— Task prompt —
Count the lines in the material below that contain the string "drawbar". Reply with that number alone.

— Supplied data —
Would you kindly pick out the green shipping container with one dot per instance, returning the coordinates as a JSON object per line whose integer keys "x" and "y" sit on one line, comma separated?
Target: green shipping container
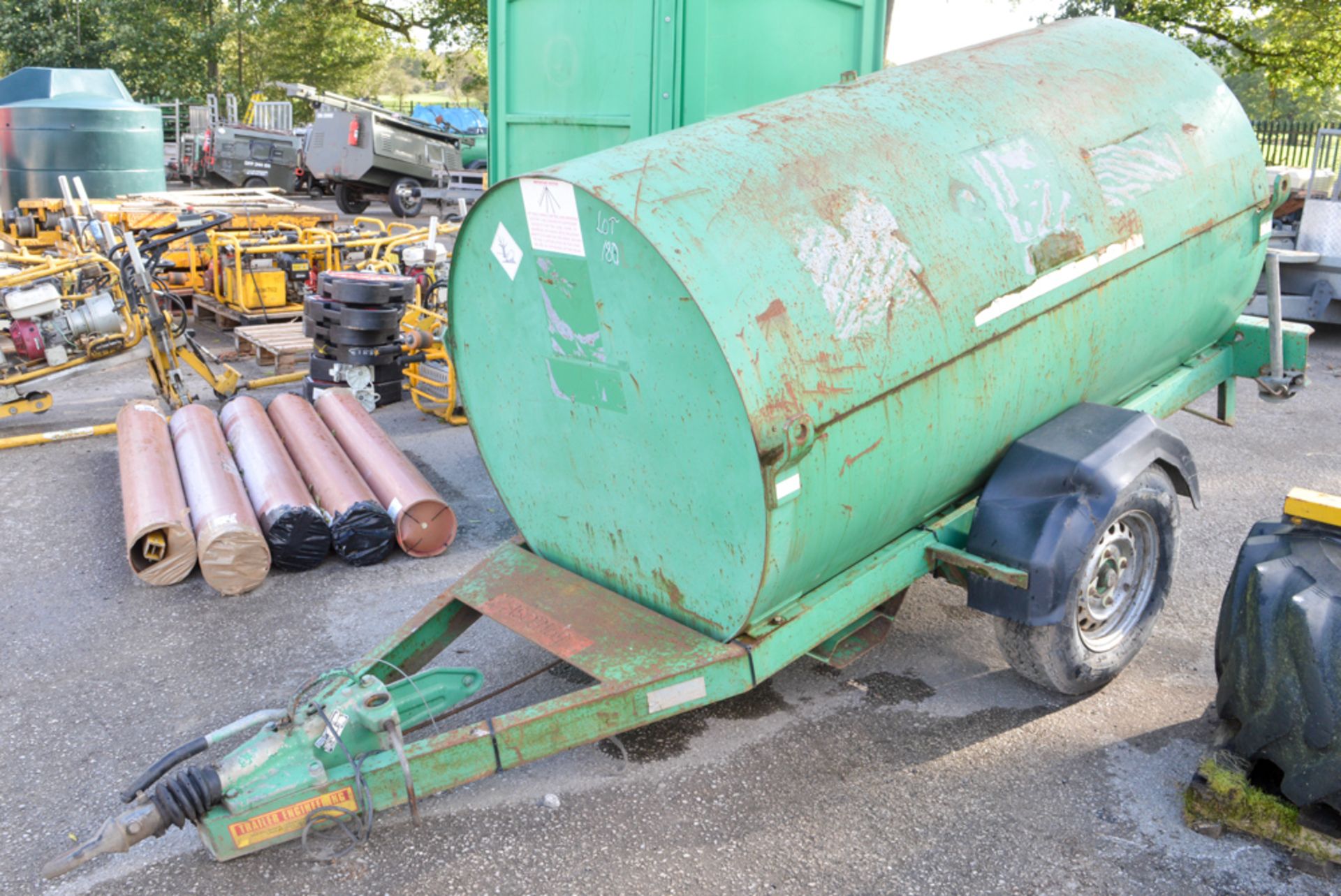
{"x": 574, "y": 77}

--

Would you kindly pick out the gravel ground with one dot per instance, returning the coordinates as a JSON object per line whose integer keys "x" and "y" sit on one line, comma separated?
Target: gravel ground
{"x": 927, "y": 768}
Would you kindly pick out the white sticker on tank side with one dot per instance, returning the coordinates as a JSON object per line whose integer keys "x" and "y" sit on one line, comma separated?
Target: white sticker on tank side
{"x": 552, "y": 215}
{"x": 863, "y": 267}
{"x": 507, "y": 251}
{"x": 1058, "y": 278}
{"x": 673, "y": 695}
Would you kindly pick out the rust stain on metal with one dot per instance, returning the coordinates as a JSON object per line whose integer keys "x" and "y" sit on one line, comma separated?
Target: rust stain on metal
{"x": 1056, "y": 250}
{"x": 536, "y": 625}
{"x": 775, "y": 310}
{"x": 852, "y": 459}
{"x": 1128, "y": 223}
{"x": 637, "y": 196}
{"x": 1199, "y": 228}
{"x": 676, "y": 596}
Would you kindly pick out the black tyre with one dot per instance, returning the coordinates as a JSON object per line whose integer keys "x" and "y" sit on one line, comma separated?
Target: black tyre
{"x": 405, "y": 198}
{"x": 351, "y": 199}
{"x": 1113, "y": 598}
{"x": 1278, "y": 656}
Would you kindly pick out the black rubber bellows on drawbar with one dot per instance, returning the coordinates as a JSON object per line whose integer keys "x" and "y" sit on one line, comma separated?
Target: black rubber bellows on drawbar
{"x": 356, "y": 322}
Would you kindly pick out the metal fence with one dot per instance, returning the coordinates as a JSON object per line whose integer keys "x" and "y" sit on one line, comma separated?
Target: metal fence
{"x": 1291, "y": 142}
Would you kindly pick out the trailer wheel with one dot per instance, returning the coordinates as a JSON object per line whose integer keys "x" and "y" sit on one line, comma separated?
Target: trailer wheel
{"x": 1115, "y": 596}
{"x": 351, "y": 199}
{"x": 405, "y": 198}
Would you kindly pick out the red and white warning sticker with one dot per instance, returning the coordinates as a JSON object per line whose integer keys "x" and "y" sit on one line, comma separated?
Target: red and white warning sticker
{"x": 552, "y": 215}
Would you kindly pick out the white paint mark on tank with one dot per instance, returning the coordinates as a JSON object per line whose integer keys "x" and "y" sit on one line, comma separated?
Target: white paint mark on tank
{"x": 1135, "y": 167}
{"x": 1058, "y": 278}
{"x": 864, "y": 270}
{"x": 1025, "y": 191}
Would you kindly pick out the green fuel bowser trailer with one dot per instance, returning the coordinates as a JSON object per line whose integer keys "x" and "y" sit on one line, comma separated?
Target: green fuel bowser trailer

* * *

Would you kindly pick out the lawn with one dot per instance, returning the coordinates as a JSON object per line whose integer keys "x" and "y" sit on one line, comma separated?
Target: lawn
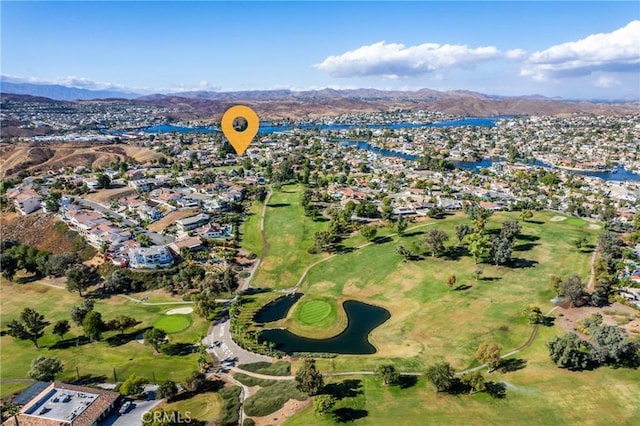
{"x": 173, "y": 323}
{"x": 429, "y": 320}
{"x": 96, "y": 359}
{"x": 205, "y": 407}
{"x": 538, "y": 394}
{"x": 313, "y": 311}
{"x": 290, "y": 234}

— Exercise answer —
2